▸ HOW TO COMPLETE THIS TASK:
In the entries below, find the line with "any chance u can tell me exactly where the french" and the line with "any chance u can tell me exactly where the red brick"; copy them and every line between them exactly, but not the pictures.
INFORMATION Start Marker
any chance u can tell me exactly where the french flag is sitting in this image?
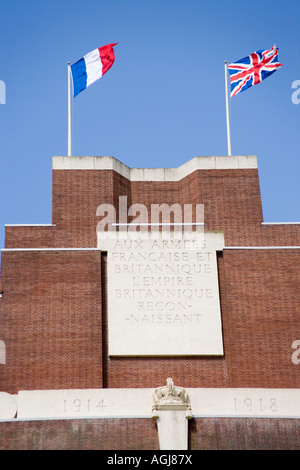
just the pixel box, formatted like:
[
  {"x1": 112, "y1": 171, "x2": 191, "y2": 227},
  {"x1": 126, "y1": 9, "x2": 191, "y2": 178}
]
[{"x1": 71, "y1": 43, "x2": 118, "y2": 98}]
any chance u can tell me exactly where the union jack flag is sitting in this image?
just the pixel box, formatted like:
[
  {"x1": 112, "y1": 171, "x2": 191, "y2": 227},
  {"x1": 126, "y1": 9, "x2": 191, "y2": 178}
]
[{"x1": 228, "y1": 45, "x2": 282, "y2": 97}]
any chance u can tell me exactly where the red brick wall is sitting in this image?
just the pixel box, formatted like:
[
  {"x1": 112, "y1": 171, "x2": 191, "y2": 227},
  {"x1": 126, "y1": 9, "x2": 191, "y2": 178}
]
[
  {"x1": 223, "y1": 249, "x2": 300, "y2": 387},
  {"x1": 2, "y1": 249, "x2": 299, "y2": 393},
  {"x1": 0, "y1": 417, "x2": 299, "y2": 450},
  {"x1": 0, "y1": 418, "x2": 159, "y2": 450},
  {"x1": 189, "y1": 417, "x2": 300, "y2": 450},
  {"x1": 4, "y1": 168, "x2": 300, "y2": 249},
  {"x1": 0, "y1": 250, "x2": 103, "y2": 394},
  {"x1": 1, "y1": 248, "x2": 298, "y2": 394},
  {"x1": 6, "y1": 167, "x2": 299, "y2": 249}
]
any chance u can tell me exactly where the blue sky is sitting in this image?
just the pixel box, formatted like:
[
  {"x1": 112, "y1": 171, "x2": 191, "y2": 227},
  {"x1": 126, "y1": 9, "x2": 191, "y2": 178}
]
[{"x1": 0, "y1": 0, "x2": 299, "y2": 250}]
INFORMATION End Marker
INFORMATION Start Marker
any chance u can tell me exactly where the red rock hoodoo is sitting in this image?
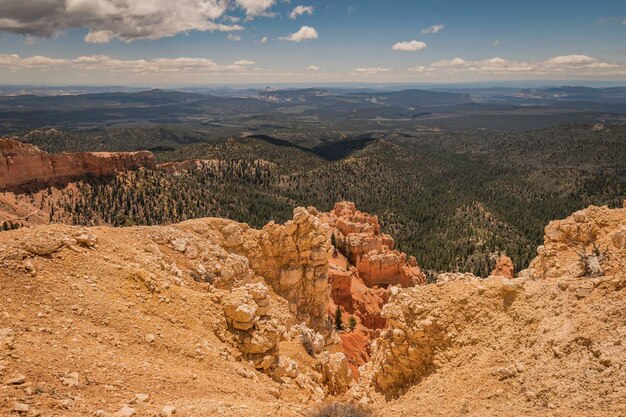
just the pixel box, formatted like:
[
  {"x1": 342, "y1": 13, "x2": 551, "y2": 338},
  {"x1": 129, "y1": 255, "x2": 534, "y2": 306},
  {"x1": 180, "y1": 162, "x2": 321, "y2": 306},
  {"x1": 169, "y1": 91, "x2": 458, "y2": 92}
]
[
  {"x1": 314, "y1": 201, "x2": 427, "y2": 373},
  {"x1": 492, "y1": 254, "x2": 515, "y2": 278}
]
INFORMATION End Marker
▸ WORKED SOLUTION:
any chance u can tell me exactly where the french flag is sitting in this image?
just the pixel box, formatted like:
[
  {"x1": 112, "y1": 171, "x2": 191, "y2": 227},
  {"x1": 126, "y1": 9, "x2": 191, "y2": 178}
]
[{"x1": 71, "y1": 43, "x2": 118, "y2": 98}]
any chance u can tell me exactly where the union jack flag is sitting in this image?
just the pixel box, formatted like:
[
  {"x1": 112, "y1": 171, "x2": 191, "y2": 227},
  {"x1": 126, "y1": 9, "x2": 191, "y2": 178}
]
[{"x1": 228, "y1": 45, "x2": 282, "y2": 97}]
any chance u can tell me exactly where the red brick wall is sitting in this image?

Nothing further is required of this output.